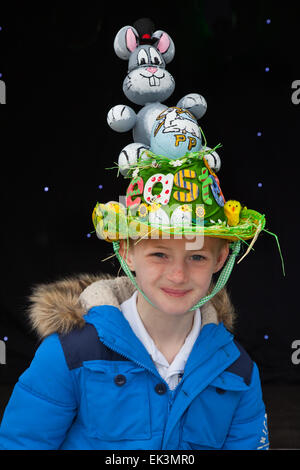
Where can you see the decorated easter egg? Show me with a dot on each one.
(175, 132)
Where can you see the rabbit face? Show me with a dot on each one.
(147, 80)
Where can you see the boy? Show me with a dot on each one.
(152, 364)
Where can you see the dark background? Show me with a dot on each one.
(62, 76)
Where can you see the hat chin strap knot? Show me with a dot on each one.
(222, 279)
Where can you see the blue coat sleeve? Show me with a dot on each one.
(249, 429)
(43, 403)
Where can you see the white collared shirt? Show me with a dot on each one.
(171, 373)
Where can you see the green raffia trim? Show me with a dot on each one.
(162, 161)
(223, 277)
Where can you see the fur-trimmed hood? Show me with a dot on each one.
(59, 306)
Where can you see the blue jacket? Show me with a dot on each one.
(96, 387)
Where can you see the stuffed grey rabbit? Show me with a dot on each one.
(147, 83)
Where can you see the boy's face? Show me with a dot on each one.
(174, 273)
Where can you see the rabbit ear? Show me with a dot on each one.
(165, 45)
(126, 41)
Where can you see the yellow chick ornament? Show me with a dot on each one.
(232, 211)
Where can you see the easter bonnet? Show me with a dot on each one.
(173, 189)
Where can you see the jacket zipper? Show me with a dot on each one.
(113, 348)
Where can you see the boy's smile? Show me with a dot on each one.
(171, 275)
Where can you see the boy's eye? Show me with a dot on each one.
(159, 255)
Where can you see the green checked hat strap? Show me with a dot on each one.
(223, 277)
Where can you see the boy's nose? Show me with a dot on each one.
(177, 275)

Exercise task
Make a verbatim copy of all the entries and strip out the pictures.

Correct response
Where can you see the decorated easter egg? Show me with a dot on each one.
(175, 132)
Where can you see the rabbit face? Show me with a dot on each one.
(147, 80)
Where can you see the boy? Show me with a dot on each one.
(152, 364)
Where can you see the dark background? Show me with a dot on each one.
(62, 76)
Where can you see the hat chin strap knot? Show me with a dot on each one.
(222, 279)
Where can you see the blue coat sleeve? Show me with a dot on each one.
(249, 429)
(43, 403)
Where can you see the white collared shirt? Show me with a dot on each one.
(171, 373)
Where can you see the green raffia trim? Show me with a dot on each one.
(162, 161)
(223, 277)
Where can you see the fur-trimmed hood? Show me with a dot on each one.
(59, 306)
Where can you see the blue jacket? Show me with a dot on each one.
(96, 387)
Where can you see the stuffed grey rabbit? Show me with a dot on each one.
(147, 83)
Where can you see the boy's face? Show me with a dot on each one.
(174, 273)
Where can you see the rabbit ear? Show me with a dot on each one.
(165, 45)
(126, 41)
Where can you see the yellow chick ornament? Show me with a dot on each one.
(232, 211)
Where can you see the easter bonnet? Show me with a dot on each one.
(173, 189)
Where can you see the jacket zipper? Show me with a dot on each one.
(113, 348)
Where can you see the boy's smile? Show me with a dot on each one.
(171, 275)
Where can you see the boy's eye? Show me with a dot on each one.
(159, 255)
Where can you see the green checked hat strap? Show me with a dot on each one.
(223, 277)
Where can you see the boy's nose? Show me with a dot on each one.
(177, 275)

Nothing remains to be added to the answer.